§ **DOCUMENT PASSAGE**:

= = = =

Sweetheart and I decided to go to Gatlinburg and Pigeon Forge TN to celebrate our 10th wedding anniversary. That is our happy place.

Well, we are happy wherever we are when we are together. But Gatlinburg and Pigeon Forge are the entertainment capital of the United States. It is my opinion that it's better than Disney. This would be our third trip to that part of Tennessee.

We decided to drive through West Virginia this time, even though we usually start out through Ohio, because Sweetheart wanted to see the town where his dad was born.

When Sweetheart and I go traveling, we have an arrangement. He drives and I navigate. The common term for this is, "riding shotgun." He refers to me as the "nagrivator" .I read the maps and help him find directional signs. Two heads are better than one, as long as one of them isn't "bull" headed.

Yes, I know, we could use the GPS, but that would be too easy. Well, not really, because GPS doesn't always work in the hills and valleys of West Virginia.

Speaking of driving in West Virginia, it sure is an adventure. As long as you are on the interstate you are fine. When you are on the back roads, you are in for the ride of your life.

There are no straight roads in West Virginia. In fact, some are so twisty and turny that you almost expect to see the back end of your vehicle coming around the bend. And, if you look out of your side window, you can see where you will be driving next.

There are no flat roads in West Virginia either--at least, we didn't drive on any . Almost all of them go up and down--or down and up. Some of them go down (or up) for miles. It makes you wish you had got the car and brakes inspected before the trip, instead of waiting until you get back.

Along the back roads, we could see many small towns--miles apart--that are in a state of decline. There are lots of vacant houses and businesses, attributed to the closing of the coal mines. Many towns had houses only on one side of the road or the other, with no side streets.

We finally reached the town we were looking for. This small burg had narrow dirt streets jutting out from the main street. There were abandoned houses, but there were also some that were well kept. We saw lots of cats darting into and out of the streets in front of us.

= = = =

§ **DATA PROVIDED**:
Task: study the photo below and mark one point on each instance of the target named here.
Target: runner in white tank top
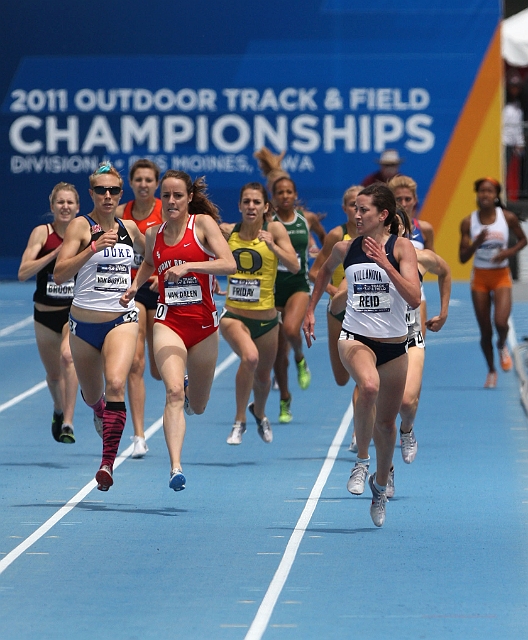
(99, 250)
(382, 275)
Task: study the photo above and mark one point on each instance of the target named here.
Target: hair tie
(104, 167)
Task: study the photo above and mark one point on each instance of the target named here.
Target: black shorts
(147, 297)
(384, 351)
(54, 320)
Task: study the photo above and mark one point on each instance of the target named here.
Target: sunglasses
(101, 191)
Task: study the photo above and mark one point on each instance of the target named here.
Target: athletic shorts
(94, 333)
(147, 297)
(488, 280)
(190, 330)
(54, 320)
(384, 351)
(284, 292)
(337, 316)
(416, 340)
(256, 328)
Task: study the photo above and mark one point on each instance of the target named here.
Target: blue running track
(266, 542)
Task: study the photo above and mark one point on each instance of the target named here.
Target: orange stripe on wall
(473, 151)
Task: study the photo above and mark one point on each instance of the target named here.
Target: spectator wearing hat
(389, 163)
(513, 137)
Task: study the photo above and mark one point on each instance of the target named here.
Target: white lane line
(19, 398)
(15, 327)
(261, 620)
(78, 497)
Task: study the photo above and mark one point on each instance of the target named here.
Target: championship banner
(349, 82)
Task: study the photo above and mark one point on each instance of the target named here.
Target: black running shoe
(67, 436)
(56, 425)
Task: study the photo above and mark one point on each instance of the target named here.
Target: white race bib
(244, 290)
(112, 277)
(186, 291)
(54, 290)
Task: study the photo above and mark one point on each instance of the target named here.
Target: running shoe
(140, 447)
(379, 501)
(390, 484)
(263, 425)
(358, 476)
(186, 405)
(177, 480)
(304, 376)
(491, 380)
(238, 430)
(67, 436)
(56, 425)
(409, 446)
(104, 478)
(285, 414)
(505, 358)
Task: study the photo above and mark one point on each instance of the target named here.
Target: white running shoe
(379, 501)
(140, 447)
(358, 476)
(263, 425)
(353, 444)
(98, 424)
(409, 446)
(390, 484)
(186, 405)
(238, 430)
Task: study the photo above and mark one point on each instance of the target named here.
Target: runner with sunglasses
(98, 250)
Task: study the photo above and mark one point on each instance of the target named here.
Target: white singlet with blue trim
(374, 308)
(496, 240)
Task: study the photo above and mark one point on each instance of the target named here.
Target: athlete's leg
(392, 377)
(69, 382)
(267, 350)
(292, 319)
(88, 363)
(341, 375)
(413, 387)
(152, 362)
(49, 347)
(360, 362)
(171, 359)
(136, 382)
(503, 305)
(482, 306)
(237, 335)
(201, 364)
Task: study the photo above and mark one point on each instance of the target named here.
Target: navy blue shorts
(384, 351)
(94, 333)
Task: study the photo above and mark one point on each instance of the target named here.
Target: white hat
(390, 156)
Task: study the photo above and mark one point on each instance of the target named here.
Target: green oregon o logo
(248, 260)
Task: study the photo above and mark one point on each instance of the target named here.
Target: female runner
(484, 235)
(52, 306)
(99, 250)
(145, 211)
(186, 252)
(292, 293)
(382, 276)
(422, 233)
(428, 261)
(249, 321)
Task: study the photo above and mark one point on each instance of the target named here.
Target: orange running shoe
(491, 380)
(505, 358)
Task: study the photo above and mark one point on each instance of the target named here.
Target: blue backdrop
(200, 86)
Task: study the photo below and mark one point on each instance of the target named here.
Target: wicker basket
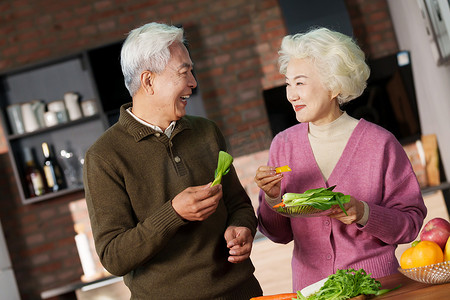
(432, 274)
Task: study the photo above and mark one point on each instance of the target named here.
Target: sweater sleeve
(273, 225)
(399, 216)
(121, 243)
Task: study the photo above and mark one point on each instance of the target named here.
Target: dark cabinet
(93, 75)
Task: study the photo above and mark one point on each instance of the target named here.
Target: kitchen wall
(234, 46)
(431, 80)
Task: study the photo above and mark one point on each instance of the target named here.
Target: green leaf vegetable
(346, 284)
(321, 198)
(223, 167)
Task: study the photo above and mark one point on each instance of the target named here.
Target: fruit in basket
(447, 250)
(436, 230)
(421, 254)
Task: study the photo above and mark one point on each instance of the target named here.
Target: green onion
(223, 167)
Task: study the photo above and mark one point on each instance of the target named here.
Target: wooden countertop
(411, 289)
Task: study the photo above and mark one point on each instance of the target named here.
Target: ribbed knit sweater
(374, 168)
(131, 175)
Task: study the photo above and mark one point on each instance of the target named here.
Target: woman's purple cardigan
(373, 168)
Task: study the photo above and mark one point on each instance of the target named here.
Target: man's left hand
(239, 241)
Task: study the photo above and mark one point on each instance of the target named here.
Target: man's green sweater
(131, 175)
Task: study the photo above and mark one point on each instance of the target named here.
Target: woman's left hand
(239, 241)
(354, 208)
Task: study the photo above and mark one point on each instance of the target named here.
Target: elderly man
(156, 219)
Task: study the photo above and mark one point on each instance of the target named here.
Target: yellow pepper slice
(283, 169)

= = = =

§ **REQUIRED TASKS**:
A) Reproduce everything in the anniversary trip story from "When Sweetheart and" down to "of West Virginia.".
B) Pick up the anniversary trip story after its final sentence and write the next part.

§ **ANSWERS FOR THIS EXERCISE**:
A)
When Sweetheart and I go traveling, we have an arrangement. He drives and I navigate. The common term for this is, "riding shotgun." He refers to me as the "nagrivator" .I read the maps and help him find directional signs. Two heads are better than one, as long as one of them isn't "bull" headed.

Yes, I know, we could use the GPS, but that would be too easy. Well, not really, because GPS doesn't always work in the hills and valleys of West Virginia.

B)
Sweetheart and I really didn't know what we would do in the town, as there were no stores or attractions--and the post office had closed at 11:00 a.m. However, we came upon a man who was mowing his grass and his wife was spraying down the driveway.

We stopped and talked, although we knew no one would remember Sweetheart's dad. After all, he was born 115 years ago and only lived there for 10 years.

The couple was friendly, though. They immediately offered us a glass of ice water, which we turned down, since we had water with us. Then, later in the conversation, they offered us some tomatoes from their garden, but we had some of those with us, too.

Then they asked if we would like some peppers from their garden. We could no longer continue to refuse their Southern hospitality, so we accepted two. We asked for directions to a place where we could get a motel room for the night and they obliged. I was almost expecting them to offer a bed in their house.

Speaking of Southern hospitality, we were beginning to hear bits of Southern accent and Southern phrases. I wondered where the line of demarcation is between "Yankee" expression and Southern drawl. Does it start at the Pennsylvania border?

I guess it really doesn't matter. What matters is the friendliness and hospitality. And that knows no boundaries.